## READING TEXT
»»

The NAIC is composed of 56 public officials, insurance commissioners variously elected or appointed to their positions. They hold few open meetings and their records do not have to be made public.

There are only a handful of people representing consumers and over 1,000 insurance lobbyists at a typical NAIC meeting. It must be a relief for those commissioners when they can go into a closed door session, and leave the press and lobbyists outside.

The problem is that these closed-door meetings are also shutting out the public.

Another concern I have with the NAIC is that the model laws and rules devised behind those closed doors often look impressive on paper but they have no force of law unless they are enacted by the individual states. In many instances, states have ignored NAIC models.

For instance, Congress recently passed a provision as part of financial reform assuring that equity indexed annuities (EIAs) would be regulated by states and not by the Securities and Exchange Commission. I may have missed something, but I am still waiting for a state to take charge of EIAs, beyond imposing some easy training obligations on agents who sell them.

The NAIC strengthened its model law in March, including a provision that requires agents to ensure the products are “suitable” for investors based on the client’s age, investment goals and other factors. But that’s not the fiduciary standard the SEC would have imposed.

A concern with EIAs is that they can earn fat commissions for agents, which can influence the producer in recommending these products to clients. If the SEC were watching, compensation for selling EIAs would have to be reasonable–and fully disclosed.

My problem with state regulation is that some states really stink at it.

««

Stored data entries

»»

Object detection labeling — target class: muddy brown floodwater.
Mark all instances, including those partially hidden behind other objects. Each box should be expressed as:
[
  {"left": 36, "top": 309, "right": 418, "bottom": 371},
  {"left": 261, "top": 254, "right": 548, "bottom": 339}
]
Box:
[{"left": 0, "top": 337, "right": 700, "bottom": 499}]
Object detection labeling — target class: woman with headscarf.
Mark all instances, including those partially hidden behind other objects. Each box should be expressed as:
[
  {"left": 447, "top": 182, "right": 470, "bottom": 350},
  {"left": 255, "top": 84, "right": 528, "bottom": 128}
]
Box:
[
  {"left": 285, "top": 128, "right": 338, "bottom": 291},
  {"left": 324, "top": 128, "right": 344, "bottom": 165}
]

««
»»

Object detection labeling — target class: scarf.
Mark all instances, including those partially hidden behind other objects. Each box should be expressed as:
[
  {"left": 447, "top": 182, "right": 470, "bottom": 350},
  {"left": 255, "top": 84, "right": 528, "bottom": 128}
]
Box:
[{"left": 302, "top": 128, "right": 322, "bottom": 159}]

««
»»

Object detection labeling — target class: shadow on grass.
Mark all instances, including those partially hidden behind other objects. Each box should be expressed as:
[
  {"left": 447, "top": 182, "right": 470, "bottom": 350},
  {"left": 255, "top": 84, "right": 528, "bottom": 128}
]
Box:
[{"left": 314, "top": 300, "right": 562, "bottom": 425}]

««

## REQUIRED ACTIONS
1. How many public officials make up the NAIC, according to the text on insurance regulation?
2. Translate this sentence from the text on insurance regulation into Spanish: "The problem is that these closed-door meetings are also shutting out the public."
3. Reproduce the text on insurance regulation from "For instance, Congress" up to and including "who sell them.".

## RESULTS IN ORDER
1. The NAIC is made up of 56 public officials.

2. El problema es que estas reuniones a puerta cerrada también dejan fuera al público.

3.
For instance, Congress recently passed a provision as part of financial reform assuring that equity indexed annuities (EIAs) would be regulated by states and not by the Securities and Exchange Commission. I may have missed something, but I am still waiting for a state to take charge of EIAs, beyond imposing some easy training obligations on agents who sell them.